> [ASSIGNED TASK]
Each entry should be repeated exactly. Its pictures should not be.

[Point-per-instance localization data]
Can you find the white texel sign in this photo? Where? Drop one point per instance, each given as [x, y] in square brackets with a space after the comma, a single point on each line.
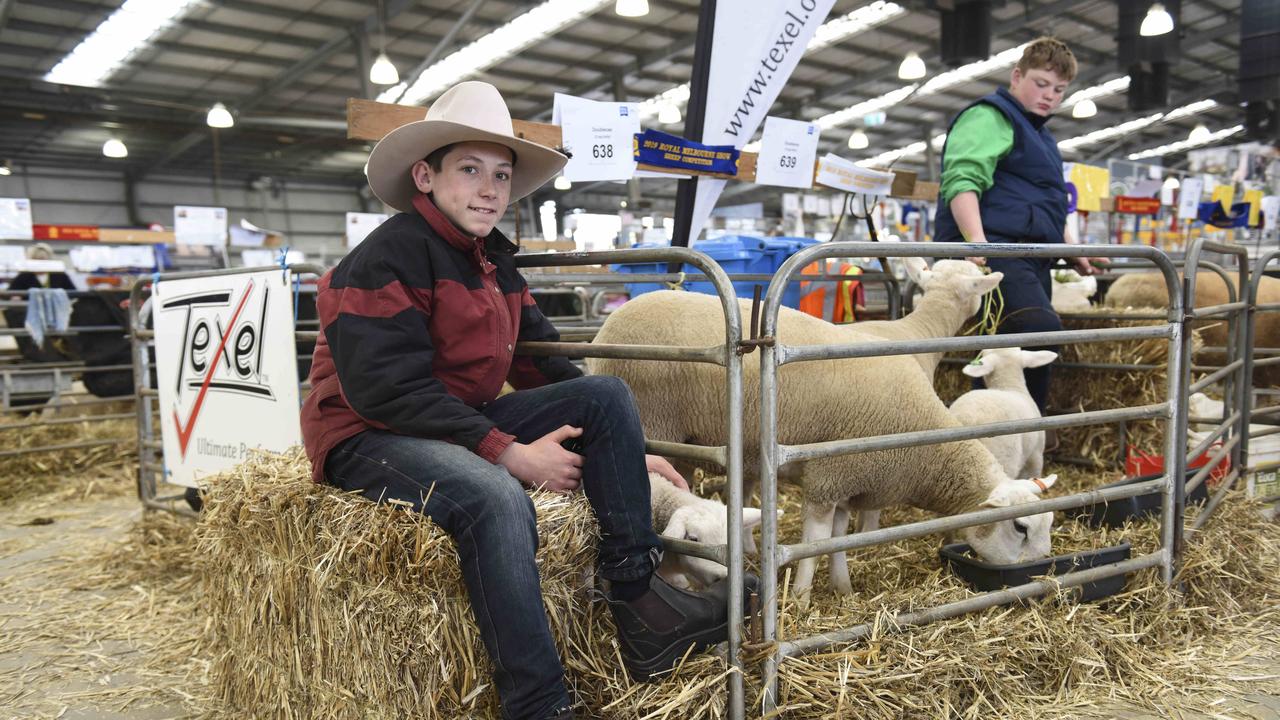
[227, 368]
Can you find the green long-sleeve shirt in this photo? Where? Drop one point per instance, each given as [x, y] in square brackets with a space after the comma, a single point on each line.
[979, 139]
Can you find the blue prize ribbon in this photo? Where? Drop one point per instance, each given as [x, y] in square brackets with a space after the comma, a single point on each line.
[666, 150]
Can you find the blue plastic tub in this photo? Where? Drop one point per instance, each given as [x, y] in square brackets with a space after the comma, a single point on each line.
[736, 254]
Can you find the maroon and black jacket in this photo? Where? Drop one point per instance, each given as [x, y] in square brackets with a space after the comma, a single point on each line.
[417, 328]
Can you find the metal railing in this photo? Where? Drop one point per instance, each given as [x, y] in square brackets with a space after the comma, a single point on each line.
[773, 454]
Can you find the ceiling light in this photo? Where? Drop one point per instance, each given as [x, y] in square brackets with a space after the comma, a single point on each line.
[383, 71]
[1084, 109]
[506, 41]
[670, 114]
[219, 117]
[912, 67]
[631, 8]
[1157, 21]
[117, 39]
[114, 149]
[1185, 144]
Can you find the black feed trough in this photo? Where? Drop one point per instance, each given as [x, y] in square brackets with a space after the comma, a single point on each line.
[1114, 513]
[987, 577]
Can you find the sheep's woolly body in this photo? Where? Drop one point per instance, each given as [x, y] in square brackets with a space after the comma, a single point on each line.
[1147, 290]
[818, 401]
[1005, 399]
[941, 311]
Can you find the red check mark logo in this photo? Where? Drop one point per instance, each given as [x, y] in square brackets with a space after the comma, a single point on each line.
[184, 433]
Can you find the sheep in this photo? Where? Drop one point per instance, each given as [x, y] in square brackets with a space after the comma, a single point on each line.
[684, 515]
[1005, 399]
[1072, 291]
[1147, 290]
[952, 294]
[821, 401]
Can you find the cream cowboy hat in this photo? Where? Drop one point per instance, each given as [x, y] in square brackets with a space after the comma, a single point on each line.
[469, 112]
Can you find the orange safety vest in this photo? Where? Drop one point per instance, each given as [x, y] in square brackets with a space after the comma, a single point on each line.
[835, 306]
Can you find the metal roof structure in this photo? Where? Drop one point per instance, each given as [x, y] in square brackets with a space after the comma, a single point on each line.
[286, 69]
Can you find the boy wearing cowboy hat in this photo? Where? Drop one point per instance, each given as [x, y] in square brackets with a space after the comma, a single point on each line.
[419, 329]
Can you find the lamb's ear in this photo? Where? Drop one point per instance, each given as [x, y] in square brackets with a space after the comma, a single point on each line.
[1037, 358]
[918, 270]
[1041, 484]
[983, 285]
[978, 368]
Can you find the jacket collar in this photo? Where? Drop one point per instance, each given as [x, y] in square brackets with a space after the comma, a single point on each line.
[1036, 121]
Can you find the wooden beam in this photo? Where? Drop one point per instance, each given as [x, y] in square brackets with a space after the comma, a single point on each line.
[371, 121]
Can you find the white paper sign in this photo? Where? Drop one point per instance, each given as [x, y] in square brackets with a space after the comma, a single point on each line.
[360, 224]
[787, 150]
[839, 173]
[1188, 199]
[599, 135]
[227, 369]
[1270, 208]
[16, 218]
[195, 224]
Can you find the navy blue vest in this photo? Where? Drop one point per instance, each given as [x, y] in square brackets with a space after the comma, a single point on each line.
[1028, 199]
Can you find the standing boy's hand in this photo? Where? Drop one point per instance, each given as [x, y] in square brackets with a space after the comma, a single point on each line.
[544, 463]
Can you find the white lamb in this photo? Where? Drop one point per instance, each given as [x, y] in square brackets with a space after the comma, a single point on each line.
[822, 401]
[952, 294]
[1072, 291]
[1006, 399]
[684, 515]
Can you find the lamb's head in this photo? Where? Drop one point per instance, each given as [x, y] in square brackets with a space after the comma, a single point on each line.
[996, 359]
[1016, 540]
[705, 523]
[960, 279]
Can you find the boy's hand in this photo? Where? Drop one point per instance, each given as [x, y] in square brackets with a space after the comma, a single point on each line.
[659, 464]
[544, 463]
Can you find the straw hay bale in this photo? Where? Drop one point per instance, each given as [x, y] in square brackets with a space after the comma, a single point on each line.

> [RESULT]
Can you find the white texel sign in this photo? Where? Drop one point per instance, each given as [x, y] in square brackets with a space after the comma, a single point on each line.
[227, 368]
Can you find the green long-sleeve shirt in this photo? Where? Drop one point per instance, each given as [x, y] in square brackets with a space after the comma, a single point on each line.
[979, 139]
Can you find the blue prize ribbon in this photo? Where? Drop one point per instance, each given as [x, y] in square brackets with a space after the comma, a single point on each line.
[666, 150]
Can you find the blue plastic tub in this photo? Where? Drop one point per instance, each given as [x, y] in square brackets with a space after the comma, a single point on each line.
[736, 254]
Can you find the maroon and black jacket in this photo? Where? Drop one point per instance, each given as [x, y] in square brackets with a space after the comma, a single point on each line.
[417, 328]
Can you find the metal railing in this photo? Where? Drop one point per instance, each given as [x, y] in square brackets with a space after the comma, a single point on each line.
[773, 454]
Can you find the ceiling light in this photo? Where? Drop one point per instance, each given as [x, y] in square brackets with a space after the comma, a single point on each line.
[383, 71]
[1084, 109]
[506, 41]
[670, 114]
[219, 117]
[912, 67]
[631, 8]
[1157, 21]
[117, 39]
[114, 149]
[1185, 144]
Can you find the black feed trough in this photo? Where? Drop one point per instance, each given as [x, y] in square brackets with a space after the comma, a single point on each line.
[1114, 513]
[987, 577]
Can you find the sheep's woolly body in this photo? Where? Drop one point per instance, each given as [x, y] in square brackets with a space after the comma, a single point on each line.
[1147, 290]
[818, 401]
[1005, 399]
[941, 311]
Can you find the red check mark logo in this photo? Where? Drop one point per instance, each given as [x, y] in square brackets with a space after the comma, a single point on each line.
[184, 433]
Can you find the sheep in this photo? Where? Drop one point per instance, each given as [x, y] in square brackets with a space after the comma, a single point on each line.
[684, 515]
[1005, 399]
[1072, 291]
[1147, 290]
[952, 294]
[821, 401]
Can you find the cream cowboy hat in this photo? Where? Drop one point per instance, each given as [x, y] in square brackets with a space after the comma, a single point on each line.
[469, 112]
Can you find the orange safety vest in this photo? Where? Drop one point per instance, each given as [x, y] in square brackets with a space after the comma, a single point on each line.
[835, 306]
Can you find the metal roof structure in this photo? Where? Drop one point per instance, each given as [x, y] in square brackets with a space after the comma, a single point on each line.
[286, 69]
Can you find the boy wearing cowboy hat in this photo? Where? Drop one point per instance, each given as [x, y] in square brackets with a space after the comma, a single point on each line.
[419, 329]
Can you find the lamb's ear in this photo? Where? Drop one point per instance, each given as [x, y] in square brackets with a space after the comma, a single point on each line.
[1037, 358]
[918, 270]
[1041, 484]
[983, 285]
[978, 368]
Can you find the jacket collar in this photo? Where? Drop one point per instance, each given as [x, y] in square brackets with a space after the comma, a single point on each line.
[1036, 121]
Can you find the wooden beam in this photo? Where? Drop one point per instance, each given as [x, y] in square brackets with a space after the comma, a single point on each line.
[371, 121]
Can you find the white paper sign in this photo? Where? Drop one point per instance, each given as [x, y] in square brackets with a space after the comma, a single point on each line.
[360, 224]
[787, 150]
[839, 173]
[1188, 199]
[599, 135]
[227, 369]
[1270, 208]
[16, 218]
[195, 224]
Can you find the navy blue vest in this photo? Where? Drop one point per instance, each given as [x, y] in square brackets with a space after the comma, a single point on each line.
[1028, 199]
Can you find the standing boy's hand in this photo? Where? Drop one point per instance, each given as [x, y] in square brackets with a space after the comma, a single point on each line.
[544, 463]
Can you find the white lamb in this photo? Where? Drop one point per instance, each given as [x, y] in square brackets with a space after the comma, a single point on each line.
[822, 401]
[952, 294]
[1072, 291]
[1006, 399]
[684, 515]
Can you find the lamb's head in this photo? Where? Drop one point per instance, each given as [x, y] in square brackets with a space after the comma, a single point on each line.
[996, 359]
[1016, 540]
[705, 523]
[960, 279]
Can you find the boy's hand in this photo? Where? Drop one point per instance, each given as [x, y] in square brackets with a space after the comma, a single point on each line.
[659, 464]
[544, 463]
Can you find the straw hay bale in this photo? Where? Drop one point per instance, each given as [x, y] in square brackets with a space after the comma, a single point on each line.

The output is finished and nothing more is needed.